**REQUIRED TASKS:**
1) According to the ThrAxis write-up, what serves as the machine's spindle?
2) Condense the paragraph of the ThrAxis write-up that opens with "First, there was the ‘buy a CNC machine online’ fiasco" while keeping its main facts.

***** PASSAGE *****

The ThrAxis – Our Scratch-Built CNC Mill

As it turns out, you CAN make a CNC machine on a shoestring budget! It just takes a lot of time, reading, effort, and… time.

Taking the ThrAxis for a Jog

The ThrAxis (Three-Axis) is a vertical milling machine made mostly from materials from hardware stores. The spindle is a Harbor Freight rotary tool and the motors and controllers are surplus and eBay finds. We made it during lots of late evenings using mostly handheld power tools and “garage precision”. It was a fun project for me to work on with my wife and it’s become a handy tool. I’ve found that it has accelerated my ability to realize my project ideas and has made it much easier to make things with the personal touch. We’ve made toys, art, and mechanisms and we have plans for much much more.

Cutting out the Silhouette of a Lion Archway	Lion Archway Cutout

Why would you make a CNC machine in your shop? It seems like such a daunting job and what the heck would you do with it when you got it? These are the questions I heard when I brought up the ThrAxis to most people. They were right to question because it’s not an easy job. Since working on projects is what I do for fun, the doing and the why were a given for me, but I found it hard to explain. CNC machining allows you to make amazing things; things more precise, rapidly, numerous, and intricate than a person could make by hand. Of course you’re limited by a spinning tool and how far your machine can move, but it’s way more capable than a handsaw and a Dremel tool. My first inspiration was bloodying my fingers forever bending little 1/2″ long wires for RadioShack prototype circuit boards, then chemical etching circuit boards by hand (having only about a 10% success rate), and then spending $100+ on professionally-made circuit boards made me realize that there has to be a better way to get my ideas from breadboard to circuit.

First, there was the ‘buy a CNC machine online’ fiasco. Basically, I saved up a lot and found a few companies online who were selling CNC milling machines. I found one that was in my price range, but the lead time was months. BIG MISTAKE. And I had to pay the full amount up front. RED FLAG. I didn’t hear a peep for a while (eek!) and when I finally reached out, I got no response. I thought my money was safe because I used PayPal to send it. Wrong again! PayPal only guarantees purchases made on eBay. Eventually, I used the refund processes in PayPal to get my money back and got very very lucky, but my experience definitely left a bad taste in my mouth.

***** MATERIAL PROVIDED *****

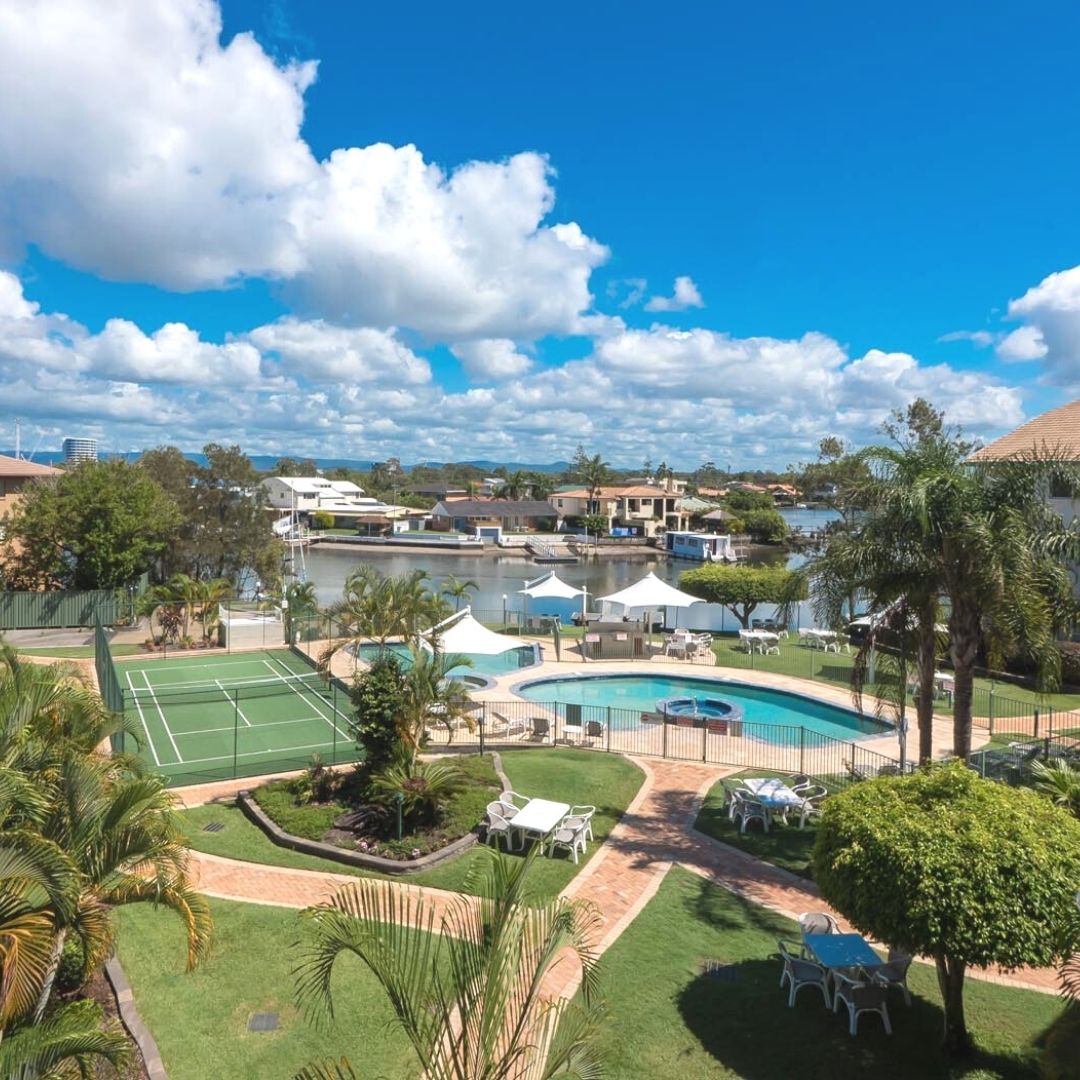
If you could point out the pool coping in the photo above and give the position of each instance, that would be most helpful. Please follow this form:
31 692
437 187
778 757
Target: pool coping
888 726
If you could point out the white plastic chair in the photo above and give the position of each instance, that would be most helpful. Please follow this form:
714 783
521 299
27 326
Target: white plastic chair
818 922
799 972
499 825
860 997
569 837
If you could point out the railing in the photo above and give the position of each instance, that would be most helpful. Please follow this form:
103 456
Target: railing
772 747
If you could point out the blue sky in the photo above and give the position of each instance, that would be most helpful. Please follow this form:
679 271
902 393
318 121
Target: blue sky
837 188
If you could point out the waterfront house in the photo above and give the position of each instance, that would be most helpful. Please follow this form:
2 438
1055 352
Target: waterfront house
642 509
511 515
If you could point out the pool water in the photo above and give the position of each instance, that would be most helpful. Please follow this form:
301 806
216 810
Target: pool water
639 693
512 660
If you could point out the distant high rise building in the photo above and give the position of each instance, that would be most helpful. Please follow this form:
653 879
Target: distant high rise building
80 449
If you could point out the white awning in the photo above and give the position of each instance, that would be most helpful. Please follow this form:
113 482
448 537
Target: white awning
471 637
649 594
552 586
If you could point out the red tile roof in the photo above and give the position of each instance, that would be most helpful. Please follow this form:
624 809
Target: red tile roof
1054 435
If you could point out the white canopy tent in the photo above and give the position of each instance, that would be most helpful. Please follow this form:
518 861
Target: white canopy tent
551 585
462 633
649 594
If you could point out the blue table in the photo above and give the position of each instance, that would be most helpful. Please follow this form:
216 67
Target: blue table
841 950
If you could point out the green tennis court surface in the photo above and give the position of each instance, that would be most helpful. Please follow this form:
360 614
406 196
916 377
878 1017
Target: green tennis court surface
203 718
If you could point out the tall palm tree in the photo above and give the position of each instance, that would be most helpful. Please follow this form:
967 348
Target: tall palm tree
458 590
469 988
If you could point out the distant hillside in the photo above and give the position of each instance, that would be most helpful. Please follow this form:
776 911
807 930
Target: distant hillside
267 461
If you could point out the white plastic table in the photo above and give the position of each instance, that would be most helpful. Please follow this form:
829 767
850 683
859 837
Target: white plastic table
539 818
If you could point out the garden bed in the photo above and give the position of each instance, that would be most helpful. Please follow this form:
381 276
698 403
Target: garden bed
288 820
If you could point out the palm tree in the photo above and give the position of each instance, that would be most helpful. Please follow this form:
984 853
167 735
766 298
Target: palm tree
458 590
469 988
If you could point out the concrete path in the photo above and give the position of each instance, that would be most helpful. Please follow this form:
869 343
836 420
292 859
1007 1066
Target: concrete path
656 833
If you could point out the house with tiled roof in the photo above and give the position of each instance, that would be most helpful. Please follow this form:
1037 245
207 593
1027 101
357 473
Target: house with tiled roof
640 508
1052 436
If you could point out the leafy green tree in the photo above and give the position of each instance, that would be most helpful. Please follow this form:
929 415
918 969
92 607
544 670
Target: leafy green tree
469 990
741 589
945 864
378 699
225 527
766 526
96 526
458 590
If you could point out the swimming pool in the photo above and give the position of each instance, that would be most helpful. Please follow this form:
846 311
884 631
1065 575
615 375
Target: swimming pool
767 712
512 660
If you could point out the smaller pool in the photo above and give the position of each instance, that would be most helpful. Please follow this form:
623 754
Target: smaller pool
512 660
712 709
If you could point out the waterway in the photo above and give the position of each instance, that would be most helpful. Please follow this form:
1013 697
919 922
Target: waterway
499 577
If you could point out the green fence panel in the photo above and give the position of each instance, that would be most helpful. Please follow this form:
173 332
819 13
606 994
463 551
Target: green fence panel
26 610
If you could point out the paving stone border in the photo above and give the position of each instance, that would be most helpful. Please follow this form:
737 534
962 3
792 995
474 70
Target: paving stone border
133 1023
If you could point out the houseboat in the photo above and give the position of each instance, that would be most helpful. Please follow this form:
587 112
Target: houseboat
703 547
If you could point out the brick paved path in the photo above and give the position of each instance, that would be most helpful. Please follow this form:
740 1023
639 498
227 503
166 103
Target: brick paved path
656 832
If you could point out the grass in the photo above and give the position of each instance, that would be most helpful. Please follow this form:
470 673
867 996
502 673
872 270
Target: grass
680 1022
608 782
802 662
200 1018
785 846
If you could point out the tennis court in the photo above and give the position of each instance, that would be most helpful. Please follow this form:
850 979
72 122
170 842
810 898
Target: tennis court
204 717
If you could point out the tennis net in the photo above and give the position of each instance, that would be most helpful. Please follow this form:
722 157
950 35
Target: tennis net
197 693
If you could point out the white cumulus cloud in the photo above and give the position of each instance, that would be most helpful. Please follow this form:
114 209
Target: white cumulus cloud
686 295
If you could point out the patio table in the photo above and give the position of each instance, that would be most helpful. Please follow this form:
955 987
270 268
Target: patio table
539 818
841 950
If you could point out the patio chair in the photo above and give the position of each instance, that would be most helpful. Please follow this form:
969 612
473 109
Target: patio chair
812 799
570 837
498 825
541 728
799 972
894 973
586 813
748 809
818 922
594 730
860 997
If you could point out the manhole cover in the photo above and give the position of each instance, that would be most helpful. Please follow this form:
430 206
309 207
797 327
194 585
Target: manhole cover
724 972
262 1022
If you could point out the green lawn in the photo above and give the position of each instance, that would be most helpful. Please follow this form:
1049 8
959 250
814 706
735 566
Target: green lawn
786 846
804 662
678 1022
200 1018
606 781
82 651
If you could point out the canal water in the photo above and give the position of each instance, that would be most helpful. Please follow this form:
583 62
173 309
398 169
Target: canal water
499 577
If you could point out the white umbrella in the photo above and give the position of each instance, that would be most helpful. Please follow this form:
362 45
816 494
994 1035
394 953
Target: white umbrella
649 594
469 636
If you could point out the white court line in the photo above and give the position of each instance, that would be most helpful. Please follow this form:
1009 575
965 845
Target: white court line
313 705
234 704
127 675
261 727
163 720
255 753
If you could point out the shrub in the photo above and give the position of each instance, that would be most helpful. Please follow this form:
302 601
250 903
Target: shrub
378 698
945 864
422 790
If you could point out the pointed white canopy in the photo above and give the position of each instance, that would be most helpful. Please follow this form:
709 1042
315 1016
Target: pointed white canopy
649 594
551 586
469 636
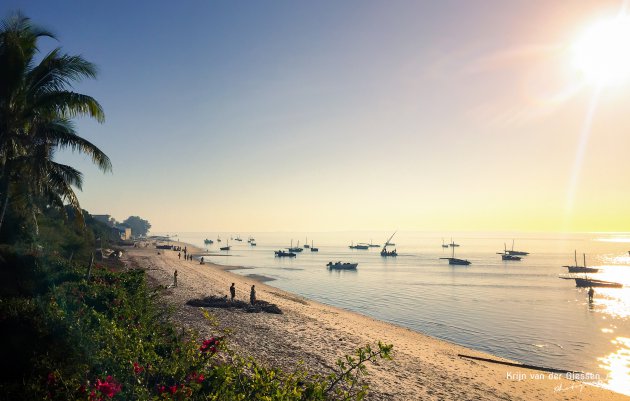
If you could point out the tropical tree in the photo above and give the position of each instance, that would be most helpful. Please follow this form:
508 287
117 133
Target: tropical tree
37 106
138 225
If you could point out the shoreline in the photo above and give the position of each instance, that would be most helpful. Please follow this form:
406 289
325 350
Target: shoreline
423 367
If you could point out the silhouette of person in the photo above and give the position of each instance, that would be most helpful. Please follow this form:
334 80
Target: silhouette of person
252 295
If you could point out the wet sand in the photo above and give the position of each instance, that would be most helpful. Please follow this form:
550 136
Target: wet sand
422 367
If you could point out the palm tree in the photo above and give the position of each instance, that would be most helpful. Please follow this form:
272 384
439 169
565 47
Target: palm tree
37 106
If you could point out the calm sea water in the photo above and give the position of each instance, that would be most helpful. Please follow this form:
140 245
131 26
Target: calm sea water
515 309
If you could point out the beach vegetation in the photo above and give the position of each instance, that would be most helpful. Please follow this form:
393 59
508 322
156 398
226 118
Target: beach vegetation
76 328
139 226
37 109
70 336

*****

**EXERCISE RESULTS:**
1) A Harbor Freight rotary tool.

2) I saved up and ordered a CNC milling machine online from a company in my price range, even though the lead time was months and I had to pay in full up front. After a long silence, my attempts to reach the company got no response. I believed PayPal protected the payment, but it only guarantees eBay purchases. I eventually got my money back through PayPal's refund process, though only by luck, and the experience left a bad taste in my mouth.